Problem description ▸
Gather up every line from the entries below that uses the word "hair".

Records to process ▸
═══

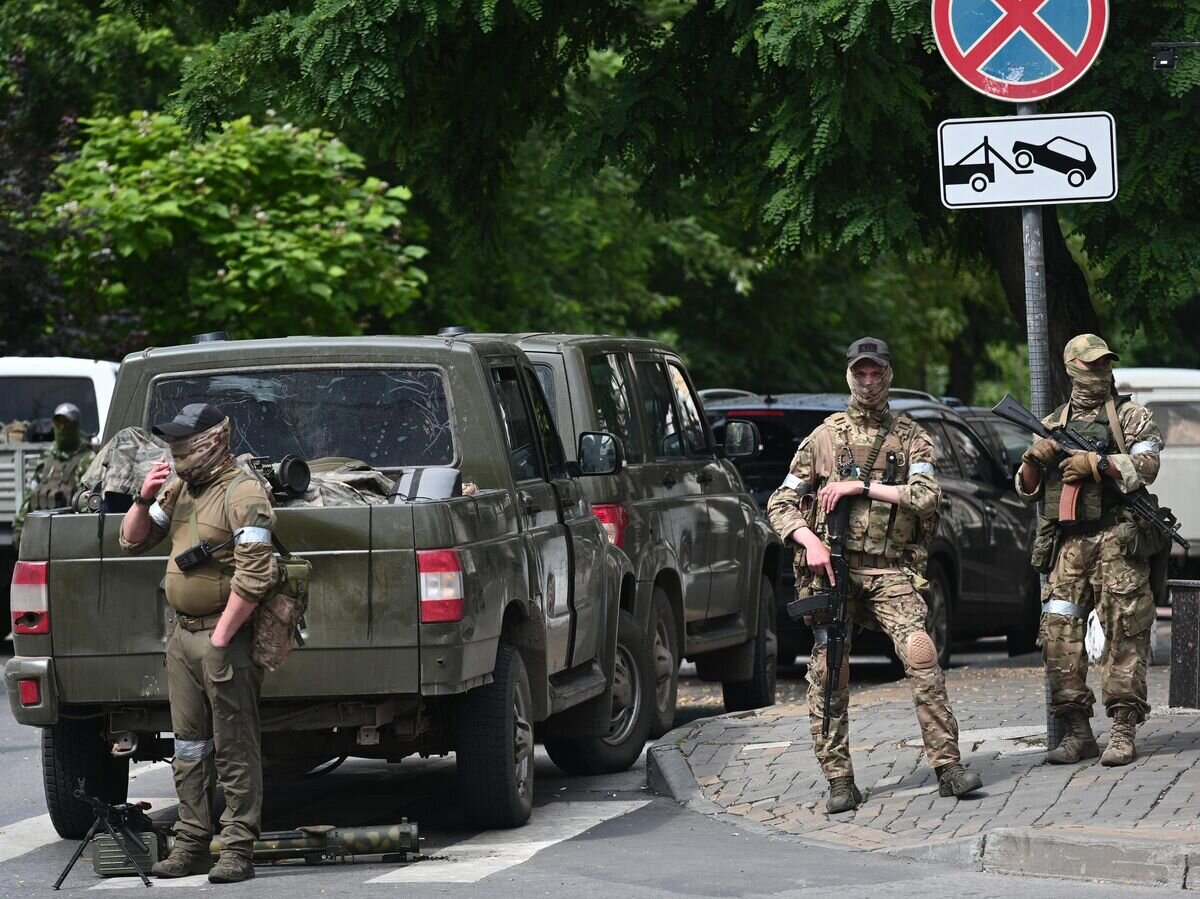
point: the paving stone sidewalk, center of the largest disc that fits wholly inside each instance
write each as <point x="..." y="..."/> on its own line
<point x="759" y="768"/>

═══

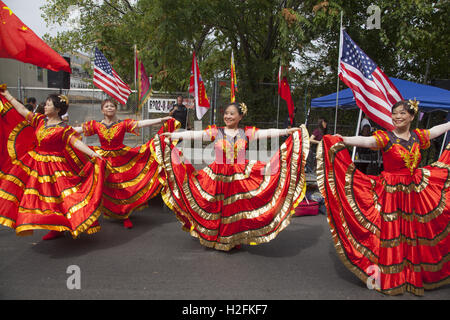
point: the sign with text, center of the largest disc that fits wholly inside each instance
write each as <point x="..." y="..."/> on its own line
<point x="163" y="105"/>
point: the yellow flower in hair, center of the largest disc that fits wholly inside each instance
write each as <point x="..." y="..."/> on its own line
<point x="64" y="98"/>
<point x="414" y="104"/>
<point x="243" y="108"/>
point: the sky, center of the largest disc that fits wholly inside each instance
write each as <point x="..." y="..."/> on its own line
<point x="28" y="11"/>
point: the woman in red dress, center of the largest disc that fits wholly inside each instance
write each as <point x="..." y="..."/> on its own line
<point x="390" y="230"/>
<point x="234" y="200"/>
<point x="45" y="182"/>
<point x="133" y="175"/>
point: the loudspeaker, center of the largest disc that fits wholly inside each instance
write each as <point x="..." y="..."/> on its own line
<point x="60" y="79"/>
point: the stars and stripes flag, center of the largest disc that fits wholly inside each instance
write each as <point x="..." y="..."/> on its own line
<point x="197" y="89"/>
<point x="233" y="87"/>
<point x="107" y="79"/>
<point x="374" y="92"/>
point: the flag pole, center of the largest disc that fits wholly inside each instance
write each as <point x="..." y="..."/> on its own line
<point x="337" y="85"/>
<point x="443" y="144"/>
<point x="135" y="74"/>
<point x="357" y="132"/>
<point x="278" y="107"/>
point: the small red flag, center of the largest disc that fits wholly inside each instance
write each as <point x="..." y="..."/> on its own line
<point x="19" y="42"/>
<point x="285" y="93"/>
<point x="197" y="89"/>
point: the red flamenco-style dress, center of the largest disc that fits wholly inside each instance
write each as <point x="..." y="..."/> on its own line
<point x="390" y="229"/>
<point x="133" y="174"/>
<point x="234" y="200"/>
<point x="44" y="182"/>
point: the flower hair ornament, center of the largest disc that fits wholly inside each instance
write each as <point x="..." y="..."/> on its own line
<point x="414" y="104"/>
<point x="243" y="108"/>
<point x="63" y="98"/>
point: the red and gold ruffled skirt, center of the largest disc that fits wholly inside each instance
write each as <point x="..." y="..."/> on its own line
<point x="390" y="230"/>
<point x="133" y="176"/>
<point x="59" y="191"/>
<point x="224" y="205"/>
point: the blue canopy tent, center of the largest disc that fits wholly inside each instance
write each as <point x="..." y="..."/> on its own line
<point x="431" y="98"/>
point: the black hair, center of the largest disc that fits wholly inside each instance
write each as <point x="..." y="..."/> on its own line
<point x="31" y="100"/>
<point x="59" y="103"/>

═══

Result of this exercise ▸
point: the yellow flower in hair, center of the largest disc that fits wholly inside each instance
point: the flower hair ornament, center of the largest disc that fits wholly inside each instance
point: the black hair, center of the largest disc that fits wholly inside each instance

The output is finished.